Exercise directions => An identical copy of the data below is needed.

(Saved entries)
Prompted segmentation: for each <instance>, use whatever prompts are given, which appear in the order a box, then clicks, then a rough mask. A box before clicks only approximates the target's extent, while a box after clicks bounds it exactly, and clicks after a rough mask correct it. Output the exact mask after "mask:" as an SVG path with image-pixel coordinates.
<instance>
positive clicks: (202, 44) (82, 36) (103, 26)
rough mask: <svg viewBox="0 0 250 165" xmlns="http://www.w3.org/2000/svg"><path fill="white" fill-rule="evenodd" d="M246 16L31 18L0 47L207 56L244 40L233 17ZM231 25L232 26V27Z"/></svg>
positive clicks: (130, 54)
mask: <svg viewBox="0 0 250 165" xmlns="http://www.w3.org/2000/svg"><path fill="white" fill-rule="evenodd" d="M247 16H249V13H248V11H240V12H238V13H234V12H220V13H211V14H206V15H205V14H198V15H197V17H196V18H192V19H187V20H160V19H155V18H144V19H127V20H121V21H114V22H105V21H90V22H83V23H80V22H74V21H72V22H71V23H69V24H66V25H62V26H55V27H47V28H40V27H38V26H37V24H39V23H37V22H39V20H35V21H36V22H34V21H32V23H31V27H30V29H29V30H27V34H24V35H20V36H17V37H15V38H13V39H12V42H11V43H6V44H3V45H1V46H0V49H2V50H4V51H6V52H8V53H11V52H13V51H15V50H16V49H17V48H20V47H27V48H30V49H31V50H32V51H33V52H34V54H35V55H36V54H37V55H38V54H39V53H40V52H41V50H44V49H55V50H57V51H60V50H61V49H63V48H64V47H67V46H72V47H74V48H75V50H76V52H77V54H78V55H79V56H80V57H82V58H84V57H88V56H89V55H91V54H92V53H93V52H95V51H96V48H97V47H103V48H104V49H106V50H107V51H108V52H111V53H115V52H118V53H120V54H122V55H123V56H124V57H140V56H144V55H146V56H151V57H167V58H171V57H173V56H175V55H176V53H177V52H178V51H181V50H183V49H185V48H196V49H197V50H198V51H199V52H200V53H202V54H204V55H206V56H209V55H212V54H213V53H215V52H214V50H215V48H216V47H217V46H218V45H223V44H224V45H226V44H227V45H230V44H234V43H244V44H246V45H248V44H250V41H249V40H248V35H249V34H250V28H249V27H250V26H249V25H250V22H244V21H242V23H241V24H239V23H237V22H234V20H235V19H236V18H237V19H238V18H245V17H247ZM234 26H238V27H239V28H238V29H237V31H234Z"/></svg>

Answer to this exercise =>
Prompted segmentation: for each <instance>, use whatever prompts are given, which appear in the order a box, then clicks, then a rough mask. A box before clicks only approximates the target's extent, while a box after clicks bounds it exactly, and clicks after a rough mask correct it. Output the exact mask after "mask:" as an SVG path with image-pixel coordinates.
<instance>
positive clicks: (202, 44) (82, 36) (103, 26)
rough mask: <svg viewBox="0 0 250 165" xmlns="http://www.w3.org/2000/svg"><path fill="white" fill-rule="evenodd" d="M246 16L31 18L0 47L207 56L244 40L233 17ZM231 25L232 26V27Z"/></svg>
positive clicks: (130, 54)
mask: <svg viewBox="0 0 250 165" xmlns="http://www.w3.org/2000/svg"><path fill="white" fill-rule="evenodd" d="M247 16H249V13H248V11H240V12H238V13H234V12H220V13H211V14H206V15H205V14H198V15H197V17H196V18H192V19H187V20H160V19H155V18H144V19H127V20H121V21H114V22H105V21H90V22H83V23H80V22H74V21H72V22H71V23H69V24H66V25H62V26H55V27H47V28H40V27H38V26H37V24H39V23H37V22H39V20H35V21H36V22H34V21H32V23H31V27H30V29H29V30H27V34H24V35H20V36H17V37H15V38H13V39H12V42H11V43H6V44H3V45H1V46H0V49H2V50H4V51H6V52H8V53H11V52H13V51H15V50H16V49H17V48H20V47H27V48H30V49H31V50H32V51H33V52H34V54H35V55H36V54H37V55H38V54H39V53H40V52H41V50H44V49H55V50H57V51H60V50H61V49H63V48H64V47H67V46H72V47H74V48H75V50H76V52H77V54H78V55H79V56H80V57H82V58H84V57H88V56H89V55H91V54H92V53H93V52H95V51H96V48H97V47H103V48H104V49H106V50H107V51H108V52H111V53H115V52H118V53H120V54H122V55H123V56H124V57H140V56H144V55H146V56H151V57H167V58H171V57H173V56H175V55H176V53H177V52H178V51H181V50H183V49H185V48H196V49H197V50H198V51H199V52H200V53H202V54H204V55H206V56H209V55H212V54H213V53H215V52H214V50H215V48H216V47H217V46H218V45H223V44H224V45H226V44H227V45H230V44H234V43H244V44H246V45H248V44H250V41H249V40H248V35H249V34H250V28H249V27H250V26H249V25H250V22H244V21H242V23H241V24H239V23H237V22H234V20H235V19H236V18H237V19H238V18H245V17H247ZM234 26H238V27H239V28H238V29H237V31H234Z"/></svg>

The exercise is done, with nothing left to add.